<<<<

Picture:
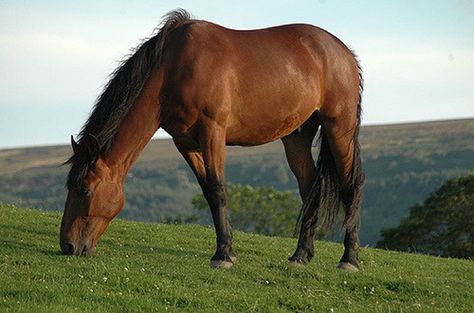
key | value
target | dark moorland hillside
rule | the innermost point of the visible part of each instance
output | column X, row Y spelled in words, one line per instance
column 403, row 165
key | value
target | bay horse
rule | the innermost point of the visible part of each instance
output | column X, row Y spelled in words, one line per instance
column 209, row 86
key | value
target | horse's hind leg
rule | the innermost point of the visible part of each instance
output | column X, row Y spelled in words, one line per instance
column 298, row 153
column 342, row 134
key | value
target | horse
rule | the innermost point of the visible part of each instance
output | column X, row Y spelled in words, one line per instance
column 208, row 87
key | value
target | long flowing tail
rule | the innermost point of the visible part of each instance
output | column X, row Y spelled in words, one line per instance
column 328, row 194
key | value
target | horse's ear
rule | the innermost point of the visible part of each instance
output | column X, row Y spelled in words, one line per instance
column 93, row 148
column 75, row 145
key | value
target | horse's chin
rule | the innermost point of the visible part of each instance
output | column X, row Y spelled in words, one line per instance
column 86, row 251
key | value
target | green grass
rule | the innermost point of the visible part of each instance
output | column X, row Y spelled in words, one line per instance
column 142, row 267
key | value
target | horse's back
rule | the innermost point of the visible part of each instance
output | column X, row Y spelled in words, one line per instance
column 260, row 84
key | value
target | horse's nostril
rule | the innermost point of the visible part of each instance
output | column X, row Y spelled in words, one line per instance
column 68, row 248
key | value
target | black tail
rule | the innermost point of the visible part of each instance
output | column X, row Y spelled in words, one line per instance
column 327, row 194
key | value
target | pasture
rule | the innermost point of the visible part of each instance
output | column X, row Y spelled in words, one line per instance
column 143, row 267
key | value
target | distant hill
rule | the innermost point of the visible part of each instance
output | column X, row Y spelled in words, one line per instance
column 143, row 267
column 403, row 164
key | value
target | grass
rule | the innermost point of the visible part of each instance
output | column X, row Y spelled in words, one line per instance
column 143, row 267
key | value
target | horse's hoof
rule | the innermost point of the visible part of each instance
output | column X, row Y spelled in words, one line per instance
column 221, row 264
column 297, row 263
column 347, row 266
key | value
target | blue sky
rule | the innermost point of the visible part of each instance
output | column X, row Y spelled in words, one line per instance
column 55, row 56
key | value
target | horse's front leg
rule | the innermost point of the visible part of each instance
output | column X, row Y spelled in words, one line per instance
column 212, row 142
column 213, row 188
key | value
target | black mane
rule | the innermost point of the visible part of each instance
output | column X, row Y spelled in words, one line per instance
column 119, row 95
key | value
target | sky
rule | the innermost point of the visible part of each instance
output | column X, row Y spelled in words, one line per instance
column 55, row 56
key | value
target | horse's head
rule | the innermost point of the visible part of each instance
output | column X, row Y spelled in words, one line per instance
column 95, row 197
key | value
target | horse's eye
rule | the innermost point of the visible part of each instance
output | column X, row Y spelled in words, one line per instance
column 84, row 191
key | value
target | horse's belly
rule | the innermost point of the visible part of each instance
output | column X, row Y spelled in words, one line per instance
column 260, row 129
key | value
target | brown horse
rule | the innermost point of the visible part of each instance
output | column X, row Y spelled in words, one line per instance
column 208, row 87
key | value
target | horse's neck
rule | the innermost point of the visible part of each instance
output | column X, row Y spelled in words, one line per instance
column 136, row 129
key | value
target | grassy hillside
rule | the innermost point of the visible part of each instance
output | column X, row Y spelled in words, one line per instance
column 403, row 164
column 143, row 267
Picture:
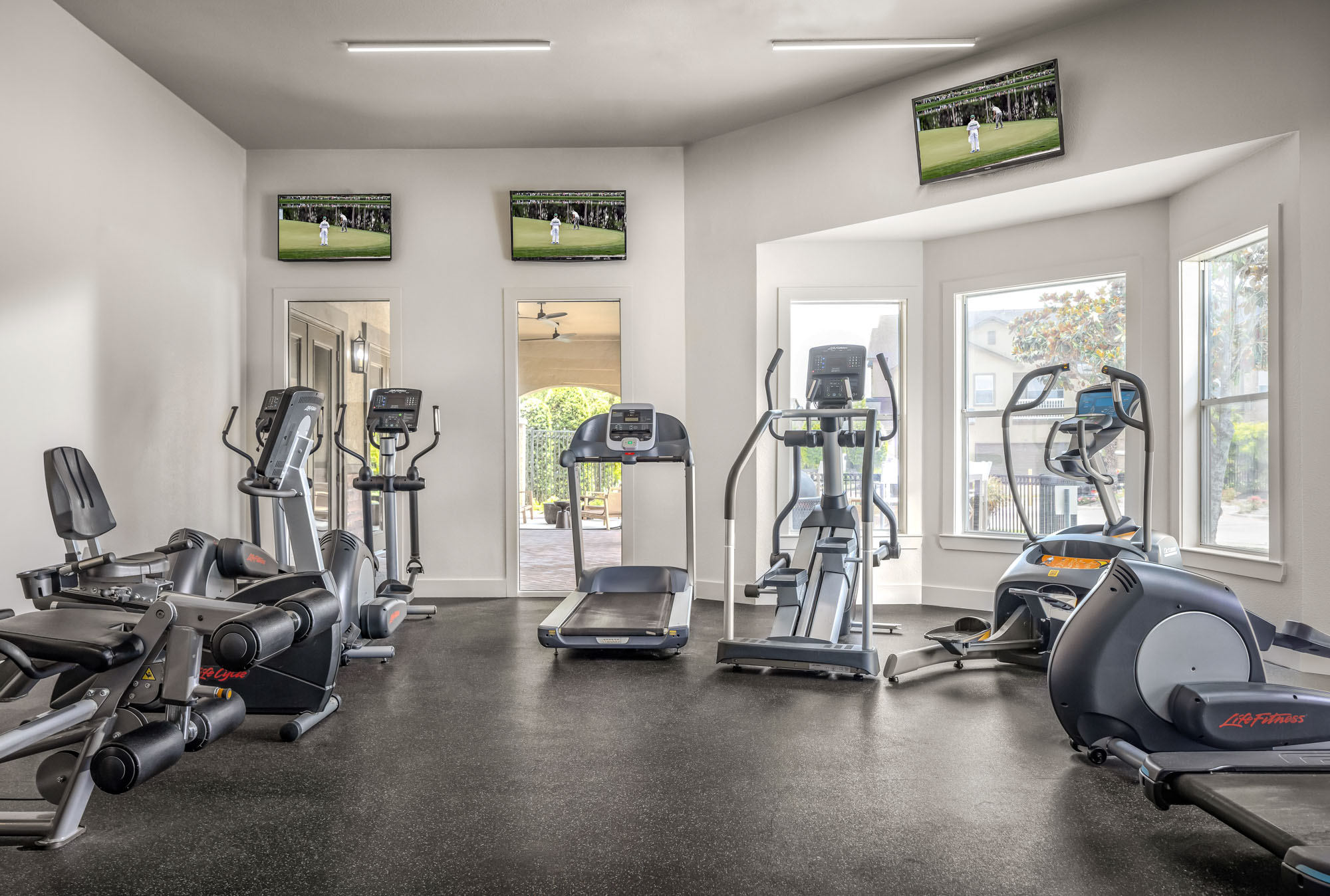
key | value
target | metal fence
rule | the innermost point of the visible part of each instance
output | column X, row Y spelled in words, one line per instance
column 547, row 481
column 1051, row 503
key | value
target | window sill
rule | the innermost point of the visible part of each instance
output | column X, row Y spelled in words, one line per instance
column 908, row 543
column 988, row 544
column 1220, row 562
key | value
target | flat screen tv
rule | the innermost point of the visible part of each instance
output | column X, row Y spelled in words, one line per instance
column 334, row 228
column 1006, row 120
column 569, row 225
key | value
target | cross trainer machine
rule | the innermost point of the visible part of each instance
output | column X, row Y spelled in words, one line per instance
column 815, row 587
column 640, row 608
column 1162, row 669
column 393, row 415
column 1057, row 571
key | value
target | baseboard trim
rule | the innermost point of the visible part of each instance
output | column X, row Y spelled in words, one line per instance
column 964, row 599
column 442, row 588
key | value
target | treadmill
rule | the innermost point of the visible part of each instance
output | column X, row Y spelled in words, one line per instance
column 635, row 608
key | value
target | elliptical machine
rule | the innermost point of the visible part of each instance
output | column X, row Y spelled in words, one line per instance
column 392, row 418
column 1163, row 669
column 1055, row 572
column 815, row 587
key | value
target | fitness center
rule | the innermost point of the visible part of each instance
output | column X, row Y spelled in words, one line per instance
column 650, row 449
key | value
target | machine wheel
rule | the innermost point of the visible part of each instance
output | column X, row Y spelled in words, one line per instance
column 55, row 773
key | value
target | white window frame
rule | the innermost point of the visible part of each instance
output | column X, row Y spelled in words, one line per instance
column 1190, row 454
column 992, row 390
column 953, row 535
column 908, row 386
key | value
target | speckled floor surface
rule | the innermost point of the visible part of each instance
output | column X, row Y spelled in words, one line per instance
column 481, row 764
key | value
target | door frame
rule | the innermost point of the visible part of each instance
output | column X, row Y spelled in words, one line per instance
column 513, row 477
column 284, row 297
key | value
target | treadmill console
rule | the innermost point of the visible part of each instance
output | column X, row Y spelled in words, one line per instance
column 393, row 411
column 836, row 376
column 632, row 429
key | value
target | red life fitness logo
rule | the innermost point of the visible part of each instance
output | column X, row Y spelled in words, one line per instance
column 219, row 676
column 1254, row 720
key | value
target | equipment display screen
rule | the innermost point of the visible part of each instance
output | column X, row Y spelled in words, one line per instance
column 1102, row 402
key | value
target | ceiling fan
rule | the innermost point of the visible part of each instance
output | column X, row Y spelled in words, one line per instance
column 555, row 337
column 545, row 318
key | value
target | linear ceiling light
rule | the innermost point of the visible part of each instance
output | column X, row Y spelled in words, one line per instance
column 446, row 46
column 909, row 43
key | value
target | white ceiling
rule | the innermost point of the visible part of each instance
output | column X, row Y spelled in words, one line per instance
column 273, row 74
column 1047, row 201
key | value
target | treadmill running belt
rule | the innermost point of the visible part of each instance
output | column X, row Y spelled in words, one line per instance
column 614, row 615
column 1273, row 809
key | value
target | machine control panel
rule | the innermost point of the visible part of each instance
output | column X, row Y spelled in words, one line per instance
column 632, row 429
column 836, row 376
column 393, row 411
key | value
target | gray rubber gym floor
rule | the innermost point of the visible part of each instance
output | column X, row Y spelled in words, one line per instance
column 481, row 764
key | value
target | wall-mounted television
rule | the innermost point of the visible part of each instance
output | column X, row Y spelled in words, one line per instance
column 569, row 225
column 334, row 228
column 1005, row 120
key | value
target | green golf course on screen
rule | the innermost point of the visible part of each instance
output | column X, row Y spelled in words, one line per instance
column 569, row 225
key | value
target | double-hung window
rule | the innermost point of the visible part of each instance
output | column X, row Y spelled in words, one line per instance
column 1079, row 322
column 1231, row 284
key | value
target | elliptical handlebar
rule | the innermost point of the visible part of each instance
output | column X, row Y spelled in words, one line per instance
column 438, row 429
column 1017, row 406
column 1146, row 425
column 337, row 437
column 771, row 402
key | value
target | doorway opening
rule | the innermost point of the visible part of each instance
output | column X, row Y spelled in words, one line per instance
column 569, row 370
column 320, row 340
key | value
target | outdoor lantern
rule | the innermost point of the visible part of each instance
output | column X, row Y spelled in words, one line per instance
column 360, row 354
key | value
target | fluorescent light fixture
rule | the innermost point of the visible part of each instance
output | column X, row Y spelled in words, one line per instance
column 906, row 43
column 446, row 46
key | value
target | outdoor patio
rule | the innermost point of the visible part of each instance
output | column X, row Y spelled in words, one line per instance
column 546, row 555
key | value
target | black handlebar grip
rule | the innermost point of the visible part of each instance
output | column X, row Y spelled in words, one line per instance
column 316, row 612
column 252, row 637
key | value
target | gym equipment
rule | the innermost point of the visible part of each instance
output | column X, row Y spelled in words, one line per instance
column 392, row 418
column 815, row 587
column 300, row 683
column 642, row 608
column 126, row 665
column 1055, row 572
column 1162, row 668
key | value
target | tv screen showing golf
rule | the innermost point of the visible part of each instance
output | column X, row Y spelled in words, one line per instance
column 321, row 228
column 569, row 225
column 1001, row 122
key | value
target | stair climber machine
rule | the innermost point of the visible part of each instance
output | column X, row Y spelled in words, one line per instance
column 635, row 608
column 115, row 668
column 301, row 681
column 1162, row 669
column 1055, row 572
column 392, row 418
column 835, row 556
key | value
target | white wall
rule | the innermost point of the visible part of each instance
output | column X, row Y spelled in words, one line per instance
column 1144, row 83
column 122, row 276
column 452, row 265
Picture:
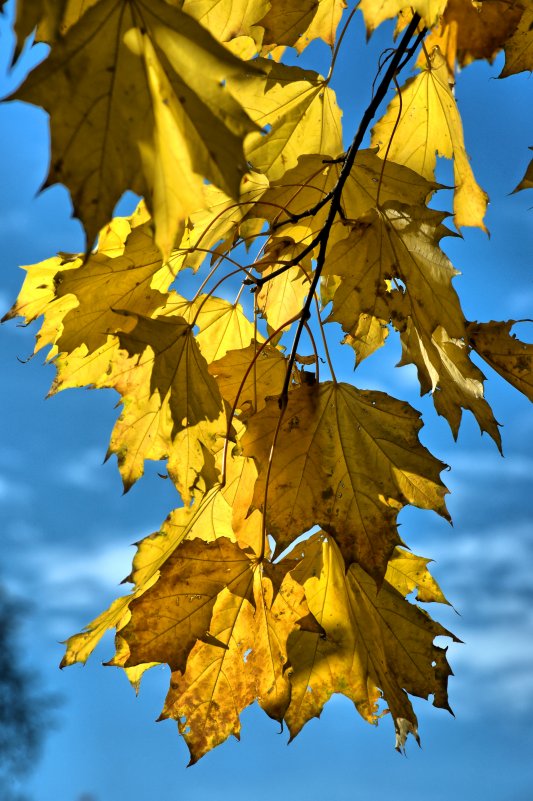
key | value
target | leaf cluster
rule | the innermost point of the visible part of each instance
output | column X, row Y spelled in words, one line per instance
column 282, row 579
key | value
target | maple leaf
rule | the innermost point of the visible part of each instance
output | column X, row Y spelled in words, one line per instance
column 467, row 32
column 347, row 460
column 106, row 283
column 213, row 517
column 227, row 20
column 430, row 124
column 247, row 662
column 398, row 243
column 296, row 23
column 519, row 47
column 240, row 160
column 296, row 204
column 133, row 67
column 248, row 376
column 445, row 369
column 377, row 11
column 527, row 180
column 170, row 400
column 506, row 354
column 377, row 644
column 171, row 616
column 407, row 572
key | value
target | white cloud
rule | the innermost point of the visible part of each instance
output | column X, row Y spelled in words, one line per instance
column 13, row 492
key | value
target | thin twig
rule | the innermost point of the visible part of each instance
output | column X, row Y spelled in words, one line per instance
column 337, row 195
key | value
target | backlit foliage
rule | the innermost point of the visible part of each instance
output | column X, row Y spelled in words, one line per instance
column 240, row 161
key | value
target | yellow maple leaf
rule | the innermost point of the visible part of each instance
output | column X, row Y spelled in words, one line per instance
column 347, row 460
column 519, row 46
column 246, row 377
column 295, row 23
column 430, row 125
column 104, row 284
column 168, row 619
column 302, row 188
column 469, row 31
column 134, row 92
column 445, row 369
column 172, row 406
column 228, row 19
column 398, row 243
column 223, row 327
column 247, row 663
column 377, row 11
column 527, row 180
column 506, row 354
column 376, row 645
column 210, row 519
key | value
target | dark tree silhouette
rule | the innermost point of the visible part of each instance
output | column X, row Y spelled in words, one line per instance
column 24, row 706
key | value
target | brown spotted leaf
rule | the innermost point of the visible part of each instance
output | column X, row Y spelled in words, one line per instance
column 347, row 460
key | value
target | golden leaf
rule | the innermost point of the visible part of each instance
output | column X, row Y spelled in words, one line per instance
column 377, row 644
column 228, row 19
column 134, row 92
column 519, row 46
column 430, row 125
column 104, row 284
column 265, row 376
column 466, row 33
column 377, row 11
column 172, row 406
column 445, row 369
column 211, row 518
column 223, row 327
column 297, row 22
column 168, row 619
column 247, row 662
column 347, row 460
column 506, row 354
column 300, row 111
column 527, row 180
column 395, row 248
column 407, row 572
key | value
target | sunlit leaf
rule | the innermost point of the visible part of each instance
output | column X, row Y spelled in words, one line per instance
column 430, row 125
column 131, row 109
column 347, row 460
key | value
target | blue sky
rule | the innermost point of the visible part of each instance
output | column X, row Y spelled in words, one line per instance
column 67, row 530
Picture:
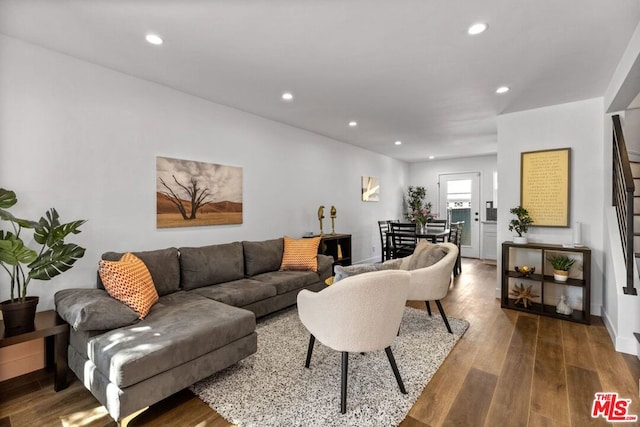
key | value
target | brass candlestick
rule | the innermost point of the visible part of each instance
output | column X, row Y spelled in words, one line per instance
column 333, row 218
column 320, row 218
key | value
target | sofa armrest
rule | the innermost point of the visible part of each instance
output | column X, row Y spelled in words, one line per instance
column 325, row 266
column 93, row 310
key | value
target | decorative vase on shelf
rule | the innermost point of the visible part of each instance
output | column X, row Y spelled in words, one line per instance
column 520, row 240
column 560, row 275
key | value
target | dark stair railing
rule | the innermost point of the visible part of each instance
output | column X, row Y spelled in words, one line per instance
column 623, row 192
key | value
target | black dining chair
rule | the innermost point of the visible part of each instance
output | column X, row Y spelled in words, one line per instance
column 403, row 238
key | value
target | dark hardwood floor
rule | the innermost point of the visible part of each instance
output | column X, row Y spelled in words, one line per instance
column 509, row 369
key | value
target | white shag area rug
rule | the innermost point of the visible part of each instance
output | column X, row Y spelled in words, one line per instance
column 273, row 388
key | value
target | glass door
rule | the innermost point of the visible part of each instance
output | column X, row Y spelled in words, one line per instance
column 460, row 201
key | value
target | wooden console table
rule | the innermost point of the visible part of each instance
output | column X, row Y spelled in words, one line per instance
column 55, row 331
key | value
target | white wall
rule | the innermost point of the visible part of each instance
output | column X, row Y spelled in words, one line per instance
column 427, row 174
column 84, row 139
column 578, row 125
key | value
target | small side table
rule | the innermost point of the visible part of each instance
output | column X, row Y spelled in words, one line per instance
column 55, row 331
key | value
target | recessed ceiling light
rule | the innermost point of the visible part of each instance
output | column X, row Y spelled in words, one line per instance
column 153, row 39
column 478, row 28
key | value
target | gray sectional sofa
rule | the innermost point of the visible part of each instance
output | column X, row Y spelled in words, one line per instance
column 203, row 322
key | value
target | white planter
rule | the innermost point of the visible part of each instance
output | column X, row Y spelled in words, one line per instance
column 560, row 276
column 520, row 240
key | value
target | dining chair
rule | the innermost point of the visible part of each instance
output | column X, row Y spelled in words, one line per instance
column 403, row 238
column 440, row 224
column 358, row 314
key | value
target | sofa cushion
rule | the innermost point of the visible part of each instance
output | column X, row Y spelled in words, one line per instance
column 239, row 292
column 129, row 281
column 209, row 265
column 163, row 266
column 179, row 328
column 92, row 310
column 262, row 257
column 426, row 254
column 300, row 254
column 285, row 281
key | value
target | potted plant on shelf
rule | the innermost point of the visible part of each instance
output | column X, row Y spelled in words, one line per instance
column 561, row 265
column 52, row 257
column 520, row 224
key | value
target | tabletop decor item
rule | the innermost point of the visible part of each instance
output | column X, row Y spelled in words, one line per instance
column 561, row 265
column 525, row 270
column 51, row 257
column 520, row 224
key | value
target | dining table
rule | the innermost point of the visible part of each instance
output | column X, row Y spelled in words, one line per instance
column 428, row 233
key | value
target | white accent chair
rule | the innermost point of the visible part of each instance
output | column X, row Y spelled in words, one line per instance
column 432, row 283
column 357, row 314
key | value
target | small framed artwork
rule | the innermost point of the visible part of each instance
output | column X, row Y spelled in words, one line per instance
column 370, row 189
column 544, row 186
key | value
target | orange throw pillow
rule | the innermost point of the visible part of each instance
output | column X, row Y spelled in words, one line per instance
column 300, row 254
column 130, row 282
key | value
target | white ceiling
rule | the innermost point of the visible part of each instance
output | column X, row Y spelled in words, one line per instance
column 403, row 69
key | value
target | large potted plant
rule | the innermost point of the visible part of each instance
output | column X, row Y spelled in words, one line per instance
column 561, row 265
column 51, row 257
column 520, row 224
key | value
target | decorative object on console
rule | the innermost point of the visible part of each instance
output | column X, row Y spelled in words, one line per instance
column 300, row 254
column 563, row 307
column 22, row 263
column 320, row 218
column 524, row 295
column 520, row 224
column 561, row 265
column 334, row 213
column 525, row 270
column 370, row 189
column 190, row 193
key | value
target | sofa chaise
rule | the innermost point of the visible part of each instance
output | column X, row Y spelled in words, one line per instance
column 203, row 321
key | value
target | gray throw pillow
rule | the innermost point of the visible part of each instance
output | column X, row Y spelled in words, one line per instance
column 426, row 254
column 93, row 310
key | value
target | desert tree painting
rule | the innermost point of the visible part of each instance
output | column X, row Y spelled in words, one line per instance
column 190, row 193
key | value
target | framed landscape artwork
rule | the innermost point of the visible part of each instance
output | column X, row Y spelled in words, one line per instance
column 190, row 193
column 544, row 186
column 370, row 189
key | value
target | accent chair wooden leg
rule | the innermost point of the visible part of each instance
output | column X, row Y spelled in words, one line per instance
column 343, row 388
column 444, row 316
column 428, row 307
column 394, row 367
column 312, row 341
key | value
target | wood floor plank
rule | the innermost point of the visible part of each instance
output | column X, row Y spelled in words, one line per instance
column 582, row 385
column 549, row 389
column 472, row 403
column 510, row 405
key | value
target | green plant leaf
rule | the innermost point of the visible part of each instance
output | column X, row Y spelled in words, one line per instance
column 7, row 198
column 55, row 261
column 13, row 251
column 50, row 232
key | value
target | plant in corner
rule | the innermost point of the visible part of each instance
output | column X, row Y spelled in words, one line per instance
column 22, row 264
column 561, row 265
column 520, row 224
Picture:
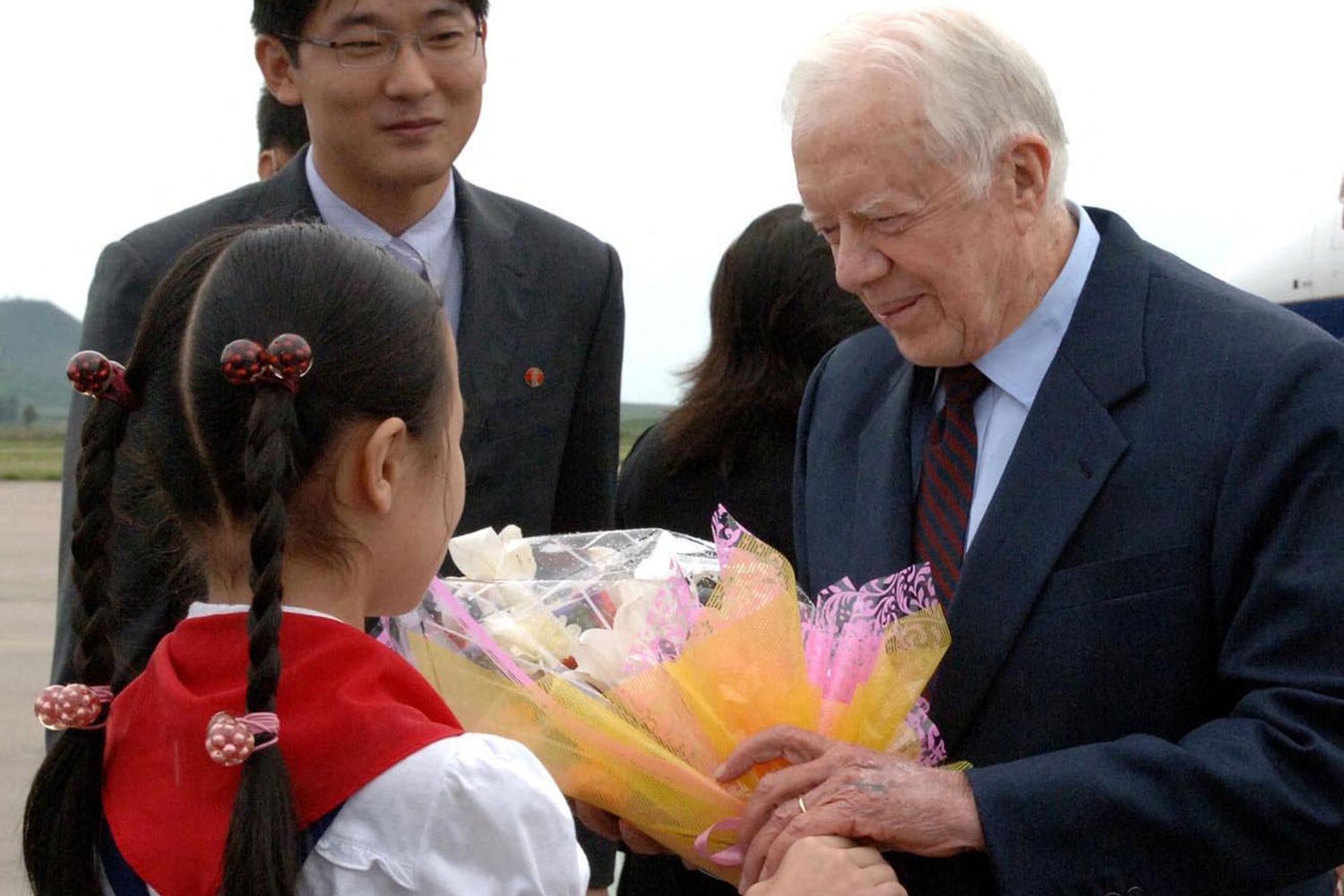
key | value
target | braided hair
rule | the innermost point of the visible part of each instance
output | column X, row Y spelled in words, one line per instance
column 367, row 320
column 64, row 810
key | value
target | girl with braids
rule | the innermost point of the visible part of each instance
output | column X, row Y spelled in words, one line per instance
column 298, row 392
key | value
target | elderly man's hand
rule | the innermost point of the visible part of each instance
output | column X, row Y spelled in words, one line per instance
column 831, row 866
column 849, row 791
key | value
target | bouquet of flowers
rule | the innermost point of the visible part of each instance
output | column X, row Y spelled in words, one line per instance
column 633, row 661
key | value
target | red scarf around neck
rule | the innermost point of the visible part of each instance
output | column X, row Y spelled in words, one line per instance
column 349, row 708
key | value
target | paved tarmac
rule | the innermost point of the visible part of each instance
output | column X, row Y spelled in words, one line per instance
column 30, row 517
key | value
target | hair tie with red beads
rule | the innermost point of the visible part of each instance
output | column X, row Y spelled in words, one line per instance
column 230, row 739
column 91, row 374
column 284, row 362
column 74, row 705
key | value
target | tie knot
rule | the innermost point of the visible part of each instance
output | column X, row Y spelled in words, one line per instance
column 962, row 384
column 406, row 254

>>>>

→ **Aim**
Which lines in the entries above contain the string "golf", matching case exactly? Pull out each of those lines in full.

→ **Task response**
target | green golf course on screen
target | tv screen showing golf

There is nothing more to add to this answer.